■ **Written task A**
Rewrite the swamped-boat forum thread from "Thank you all" to "from park too.", putting "coast guard" in place of "fire department".

■ **Document section**

Lemme know if I'm needed, ready to help...

K


----------



## Ken.Huynh (May 30, 2014)

Thank you all for the offer. 

I don't mind playing someone to do it. Just no idea who to call. Going to try fire department on Monday. I called them when we went down but they said they will not come unless water calm down. They said secure it and call them back. Been trying but no answer. 


I think the closet ramp is state park. The house dock we manage to abandon ship was around the corner from park too. 

I think water is calm it should be able to pull it. The whole side of boat is all broken since it was really bad wave and hitting it against the dock pole. We manage to pull it into a corner in the picture why it look so much calmer. 

I don't think she will float. She won't sink more then what you see either since I was able to walk around and secure it. 


Sent from my iPhone using Tapatalk


----------



## Sgrem (Oct 5, 2005)

Thank goodness you guys are ok. Your boat can be fixed easy.

I have speared two waves. Once in a bass boat on Rayburn and once in my flats boat duck hunting coming across Aransas. The water hit me in the face standing at my console and took me off my feet. Boat turned into a swimming pool and now I'm standing in knee deep water. Luckily our guns and decoys were tied down because they would have washed out and over. You couldn't even tell in my Haynie Flats 20....it stayed stable and just took a whIle to drain. After the initial shock it was very stable and confident. 

If yall smacked a piling I'm glad nobody got hung up and smashed under or between the pilings.


----------



## jamesgreeson (Jan 31, 2006)

I HAD THAT HAPPEN TO ME.GET a pump and pump out as much water as you can.You should . Be able to pull or float it then.When you get it out pull all your spark plugs and spin the prop with your foot to get out some off the water,then spin it with a battery till all the waters out and let it dry .Hook it up to a remote gas can a run it.


----------



## whsalum (Mar 4, 2013)

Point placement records
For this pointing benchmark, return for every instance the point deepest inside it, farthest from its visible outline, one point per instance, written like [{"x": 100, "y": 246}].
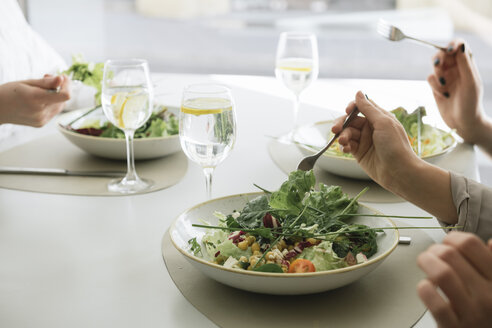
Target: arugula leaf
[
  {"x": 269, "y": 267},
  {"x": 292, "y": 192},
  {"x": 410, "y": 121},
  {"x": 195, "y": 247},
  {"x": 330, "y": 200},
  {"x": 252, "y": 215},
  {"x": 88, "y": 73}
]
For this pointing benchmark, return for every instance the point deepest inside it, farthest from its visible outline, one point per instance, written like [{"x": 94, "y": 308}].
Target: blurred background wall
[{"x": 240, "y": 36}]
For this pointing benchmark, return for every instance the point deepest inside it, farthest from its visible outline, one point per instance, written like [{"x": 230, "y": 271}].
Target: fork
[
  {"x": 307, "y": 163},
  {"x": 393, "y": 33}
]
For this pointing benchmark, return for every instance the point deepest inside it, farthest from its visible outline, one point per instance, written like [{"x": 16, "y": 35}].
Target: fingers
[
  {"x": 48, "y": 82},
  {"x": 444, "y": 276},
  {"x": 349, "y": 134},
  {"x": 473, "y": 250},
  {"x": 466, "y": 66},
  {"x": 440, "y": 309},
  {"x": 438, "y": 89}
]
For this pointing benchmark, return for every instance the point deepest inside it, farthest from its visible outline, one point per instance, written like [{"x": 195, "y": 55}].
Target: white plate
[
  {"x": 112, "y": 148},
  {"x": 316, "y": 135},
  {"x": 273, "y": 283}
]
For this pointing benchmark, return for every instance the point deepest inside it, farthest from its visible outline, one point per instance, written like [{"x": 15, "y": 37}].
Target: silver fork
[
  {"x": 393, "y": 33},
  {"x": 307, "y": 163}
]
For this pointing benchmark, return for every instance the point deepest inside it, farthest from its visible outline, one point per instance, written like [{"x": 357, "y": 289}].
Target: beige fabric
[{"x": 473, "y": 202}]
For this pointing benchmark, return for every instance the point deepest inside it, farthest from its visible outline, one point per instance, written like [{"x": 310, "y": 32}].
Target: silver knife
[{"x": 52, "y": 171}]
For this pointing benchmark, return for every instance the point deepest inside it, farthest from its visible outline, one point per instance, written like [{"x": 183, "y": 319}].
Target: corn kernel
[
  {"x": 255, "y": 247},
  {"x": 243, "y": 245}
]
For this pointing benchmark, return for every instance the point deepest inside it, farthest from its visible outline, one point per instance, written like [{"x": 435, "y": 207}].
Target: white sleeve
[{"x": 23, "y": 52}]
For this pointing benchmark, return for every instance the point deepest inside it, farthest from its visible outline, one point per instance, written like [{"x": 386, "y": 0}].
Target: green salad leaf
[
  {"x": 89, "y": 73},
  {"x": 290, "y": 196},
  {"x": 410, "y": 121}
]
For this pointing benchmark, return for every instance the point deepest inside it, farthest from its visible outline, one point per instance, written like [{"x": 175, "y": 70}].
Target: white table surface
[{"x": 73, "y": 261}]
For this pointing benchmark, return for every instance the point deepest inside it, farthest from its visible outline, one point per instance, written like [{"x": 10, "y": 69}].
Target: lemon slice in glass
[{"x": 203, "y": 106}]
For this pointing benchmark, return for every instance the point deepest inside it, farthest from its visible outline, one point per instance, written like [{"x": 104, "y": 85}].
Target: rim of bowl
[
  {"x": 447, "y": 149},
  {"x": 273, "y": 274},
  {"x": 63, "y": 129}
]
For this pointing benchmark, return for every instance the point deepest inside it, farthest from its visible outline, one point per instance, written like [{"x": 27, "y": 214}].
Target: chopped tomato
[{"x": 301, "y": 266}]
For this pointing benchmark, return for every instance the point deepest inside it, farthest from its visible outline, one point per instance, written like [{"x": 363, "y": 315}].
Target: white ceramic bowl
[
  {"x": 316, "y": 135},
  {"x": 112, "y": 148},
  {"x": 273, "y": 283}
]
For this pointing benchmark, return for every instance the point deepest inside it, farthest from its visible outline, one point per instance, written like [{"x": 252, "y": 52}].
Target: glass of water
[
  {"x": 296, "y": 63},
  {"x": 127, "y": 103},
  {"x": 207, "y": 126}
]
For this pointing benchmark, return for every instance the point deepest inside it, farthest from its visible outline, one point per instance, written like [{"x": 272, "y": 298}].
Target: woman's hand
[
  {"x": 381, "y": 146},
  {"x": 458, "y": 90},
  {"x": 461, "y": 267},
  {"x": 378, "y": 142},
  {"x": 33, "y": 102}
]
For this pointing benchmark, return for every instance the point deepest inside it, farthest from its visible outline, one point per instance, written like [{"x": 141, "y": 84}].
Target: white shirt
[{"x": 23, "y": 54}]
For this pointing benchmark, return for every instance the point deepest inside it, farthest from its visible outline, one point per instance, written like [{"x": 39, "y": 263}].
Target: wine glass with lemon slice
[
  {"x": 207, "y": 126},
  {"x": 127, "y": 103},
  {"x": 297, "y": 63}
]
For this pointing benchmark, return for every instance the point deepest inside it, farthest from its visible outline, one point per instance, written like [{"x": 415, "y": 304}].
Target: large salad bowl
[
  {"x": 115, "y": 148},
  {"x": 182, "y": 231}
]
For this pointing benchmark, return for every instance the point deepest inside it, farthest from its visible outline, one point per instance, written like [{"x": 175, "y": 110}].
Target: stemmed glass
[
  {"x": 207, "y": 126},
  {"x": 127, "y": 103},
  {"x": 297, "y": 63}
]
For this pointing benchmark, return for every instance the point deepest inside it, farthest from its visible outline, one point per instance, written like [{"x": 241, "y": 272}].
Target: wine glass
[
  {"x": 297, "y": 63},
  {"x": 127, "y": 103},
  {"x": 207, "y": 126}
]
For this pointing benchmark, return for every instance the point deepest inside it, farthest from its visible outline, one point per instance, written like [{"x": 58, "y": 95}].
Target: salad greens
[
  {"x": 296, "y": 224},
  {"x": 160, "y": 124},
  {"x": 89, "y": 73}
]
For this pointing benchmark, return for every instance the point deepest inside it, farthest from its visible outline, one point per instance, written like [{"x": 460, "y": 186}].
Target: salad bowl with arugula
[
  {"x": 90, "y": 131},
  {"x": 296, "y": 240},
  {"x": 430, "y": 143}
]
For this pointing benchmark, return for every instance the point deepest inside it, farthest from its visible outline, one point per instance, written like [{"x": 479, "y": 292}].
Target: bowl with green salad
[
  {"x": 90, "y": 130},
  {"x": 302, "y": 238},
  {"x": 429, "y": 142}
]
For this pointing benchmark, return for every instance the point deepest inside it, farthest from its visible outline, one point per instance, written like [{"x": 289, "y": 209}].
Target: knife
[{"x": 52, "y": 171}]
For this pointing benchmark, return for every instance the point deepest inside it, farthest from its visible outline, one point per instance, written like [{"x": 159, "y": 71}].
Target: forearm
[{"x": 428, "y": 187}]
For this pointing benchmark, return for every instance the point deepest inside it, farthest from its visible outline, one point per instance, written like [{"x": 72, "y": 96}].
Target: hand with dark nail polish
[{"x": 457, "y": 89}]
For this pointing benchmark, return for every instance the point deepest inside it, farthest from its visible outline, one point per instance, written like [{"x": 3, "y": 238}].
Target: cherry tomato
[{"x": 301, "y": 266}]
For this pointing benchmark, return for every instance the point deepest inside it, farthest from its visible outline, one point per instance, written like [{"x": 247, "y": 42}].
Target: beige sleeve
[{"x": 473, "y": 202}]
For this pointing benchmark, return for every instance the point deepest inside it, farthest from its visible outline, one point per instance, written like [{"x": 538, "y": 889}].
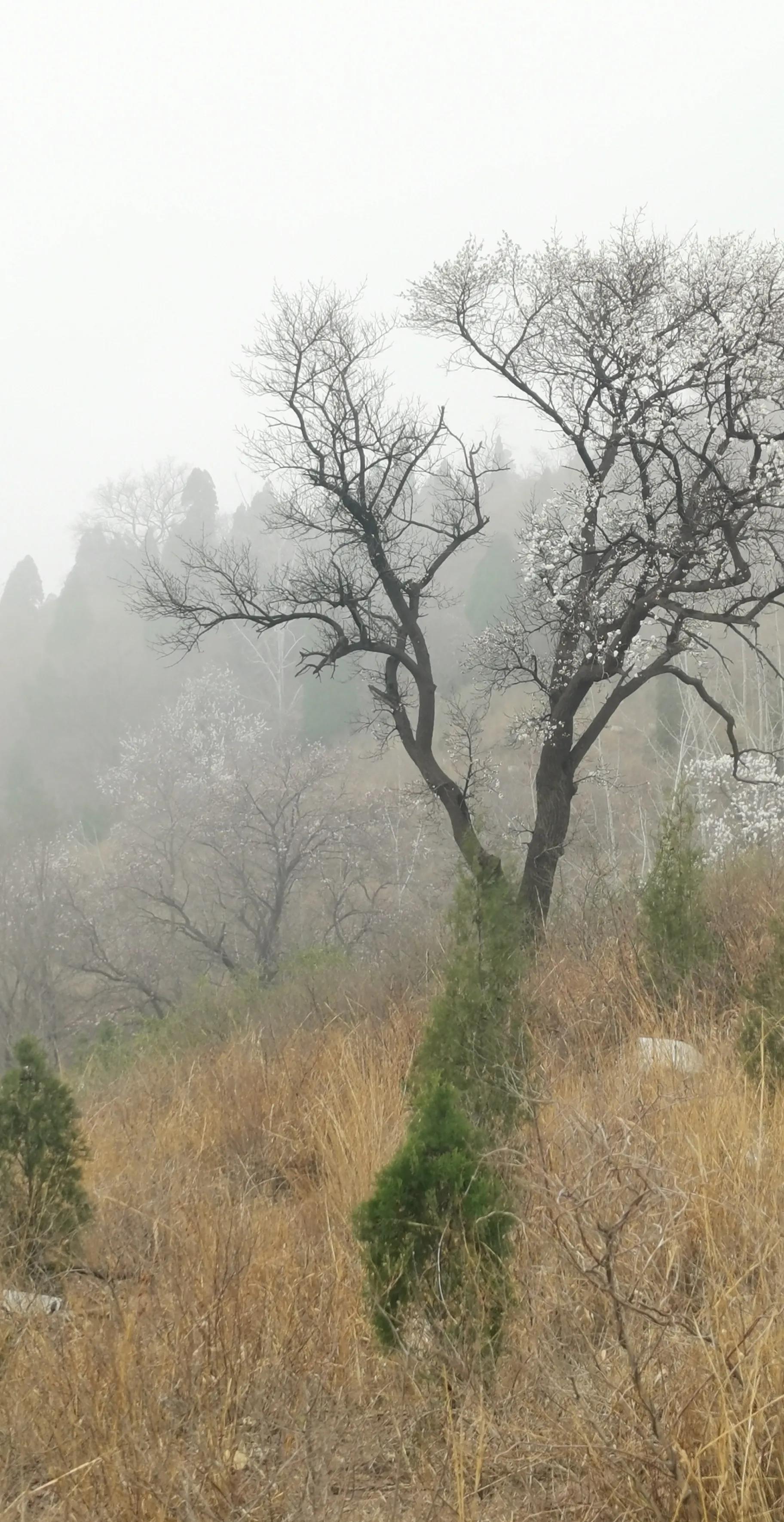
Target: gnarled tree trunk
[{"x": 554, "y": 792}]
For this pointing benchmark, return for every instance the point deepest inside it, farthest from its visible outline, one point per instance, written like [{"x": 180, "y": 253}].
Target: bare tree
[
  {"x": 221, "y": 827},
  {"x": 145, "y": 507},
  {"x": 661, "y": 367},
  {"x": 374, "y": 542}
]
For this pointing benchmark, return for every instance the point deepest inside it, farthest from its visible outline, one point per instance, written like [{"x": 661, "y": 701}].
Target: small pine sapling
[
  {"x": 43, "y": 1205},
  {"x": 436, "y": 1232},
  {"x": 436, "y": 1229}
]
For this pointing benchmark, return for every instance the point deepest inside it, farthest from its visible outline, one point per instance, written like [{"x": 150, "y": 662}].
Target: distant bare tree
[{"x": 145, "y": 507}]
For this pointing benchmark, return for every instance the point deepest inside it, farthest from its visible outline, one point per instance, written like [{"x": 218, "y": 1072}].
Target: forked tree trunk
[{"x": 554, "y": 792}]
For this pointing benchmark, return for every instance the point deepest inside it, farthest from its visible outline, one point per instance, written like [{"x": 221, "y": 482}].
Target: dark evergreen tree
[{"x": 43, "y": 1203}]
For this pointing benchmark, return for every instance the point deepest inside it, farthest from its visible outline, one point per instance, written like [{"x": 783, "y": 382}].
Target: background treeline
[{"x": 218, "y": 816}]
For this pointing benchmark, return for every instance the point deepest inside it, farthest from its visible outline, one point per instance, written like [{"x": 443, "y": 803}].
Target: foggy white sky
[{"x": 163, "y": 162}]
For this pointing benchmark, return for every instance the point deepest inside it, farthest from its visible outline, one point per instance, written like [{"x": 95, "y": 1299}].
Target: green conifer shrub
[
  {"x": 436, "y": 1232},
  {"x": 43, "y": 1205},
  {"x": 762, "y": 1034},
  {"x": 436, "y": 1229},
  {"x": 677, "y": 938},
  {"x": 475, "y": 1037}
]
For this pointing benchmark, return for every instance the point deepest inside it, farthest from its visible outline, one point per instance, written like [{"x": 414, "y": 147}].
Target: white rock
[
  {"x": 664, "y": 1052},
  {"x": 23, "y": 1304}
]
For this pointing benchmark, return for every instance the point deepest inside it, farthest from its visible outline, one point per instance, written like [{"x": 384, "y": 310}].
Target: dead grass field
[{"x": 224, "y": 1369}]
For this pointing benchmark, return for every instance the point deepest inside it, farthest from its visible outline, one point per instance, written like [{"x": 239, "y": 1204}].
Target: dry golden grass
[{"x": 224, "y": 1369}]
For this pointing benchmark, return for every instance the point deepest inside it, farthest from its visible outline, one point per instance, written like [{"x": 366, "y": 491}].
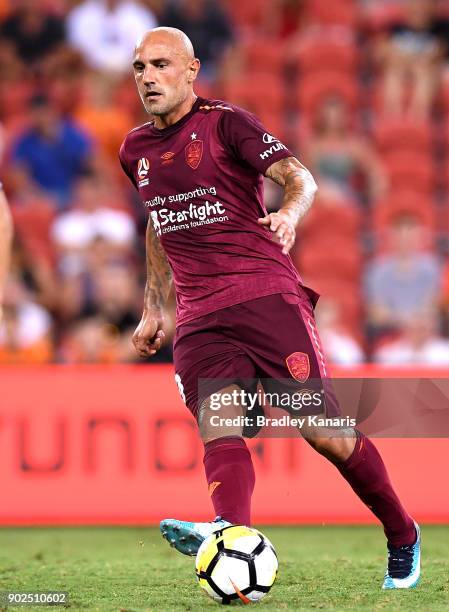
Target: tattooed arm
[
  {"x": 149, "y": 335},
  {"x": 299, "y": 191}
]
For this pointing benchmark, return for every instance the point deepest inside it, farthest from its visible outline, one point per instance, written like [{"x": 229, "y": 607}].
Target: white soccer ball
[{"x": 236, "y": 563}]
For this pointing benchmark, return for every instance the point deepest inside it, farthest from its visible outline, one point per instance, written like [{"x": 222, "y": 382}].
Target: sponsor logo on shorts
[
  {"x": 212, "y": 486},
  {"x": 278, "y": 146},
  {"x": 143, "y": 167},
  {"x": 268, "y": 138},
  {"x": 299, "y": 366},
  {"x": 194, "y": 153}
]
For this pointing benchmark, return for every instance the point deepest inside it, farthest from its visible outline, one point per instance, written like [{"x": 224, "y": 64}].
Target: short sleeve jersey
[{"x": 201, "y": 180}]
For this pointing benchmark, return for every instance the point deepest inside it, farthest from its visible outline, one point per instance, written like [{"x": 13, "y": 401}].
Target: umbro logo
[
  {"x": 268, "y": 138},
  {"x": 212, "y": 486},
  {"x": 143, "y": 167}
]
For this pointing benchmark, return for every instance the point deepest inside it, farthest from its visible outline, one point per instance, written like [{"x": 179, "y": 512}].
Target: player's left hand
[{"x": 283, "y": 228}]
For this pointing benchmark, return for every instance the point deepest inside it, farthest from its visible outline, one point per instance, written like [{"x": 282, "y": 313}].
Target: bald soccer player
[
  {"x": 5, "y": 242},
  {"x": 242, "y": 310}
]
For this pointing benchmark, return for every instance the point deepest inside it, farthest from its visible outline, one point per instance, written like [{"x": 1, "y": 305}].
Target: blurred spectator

■ **Written task B**
Identify each line in the rows that contains the string "blurred", and copy those lines.

■ **Reply A**
Thank you all for the offer. 

I don't mind playing someone to do it. Just no idea who to call. Going to try coast guard on Monday. I called them when we went down but they said they will not come unless water calm down. They said secure it and call them back. Been trying but no answer. 


I think the closet ramp is state park. The house dock we manage to abandon ship was around the corner from park too.

■ **Reply B**
Target: blurred background wall
Target: blurred spectator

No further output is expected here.